▶ [Exercise details] Collect each row below that contains the string "stripe" and copy it out whole. Treat uppercase and lowercase as different.

━━ Data shown

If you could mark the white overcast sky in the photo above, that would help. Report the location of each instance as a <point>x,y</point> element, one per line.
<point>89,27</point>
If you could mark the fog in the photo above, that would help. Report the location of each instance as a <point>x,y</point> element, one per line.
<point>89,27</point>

━━━━
━━ Data shown

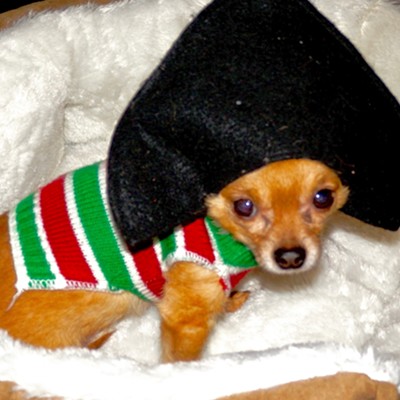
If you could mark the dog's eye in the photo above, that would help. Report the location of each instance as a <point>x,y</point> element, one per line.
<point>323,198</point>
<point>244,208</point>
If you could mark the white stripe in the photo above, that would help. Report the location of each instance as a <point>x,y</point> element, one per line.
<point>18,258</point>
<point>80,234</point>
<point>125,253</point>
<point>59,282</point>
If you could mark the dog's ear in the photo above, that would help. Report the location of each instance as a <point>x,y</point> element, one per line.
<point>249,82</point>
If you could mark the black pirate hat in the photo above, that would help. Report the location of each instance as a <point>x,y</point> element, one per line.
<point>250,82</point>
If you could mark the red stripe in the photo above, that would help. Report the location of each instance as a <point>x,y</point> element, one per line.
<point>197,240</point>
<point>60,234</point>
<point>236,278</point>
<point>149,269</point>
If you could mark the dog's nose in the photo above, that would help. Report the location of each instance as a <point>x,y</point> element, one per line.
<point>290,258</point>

━━━━

▶ [Written solution]
If you could mark the white stripe in the photo above, that would help. Report the location of each instance as a <point>x,y</point> element, one per line.
If you could mark the red stripe in the photo above, that would help. Report the location of each instance as a <point>x,y</point> element, one per line.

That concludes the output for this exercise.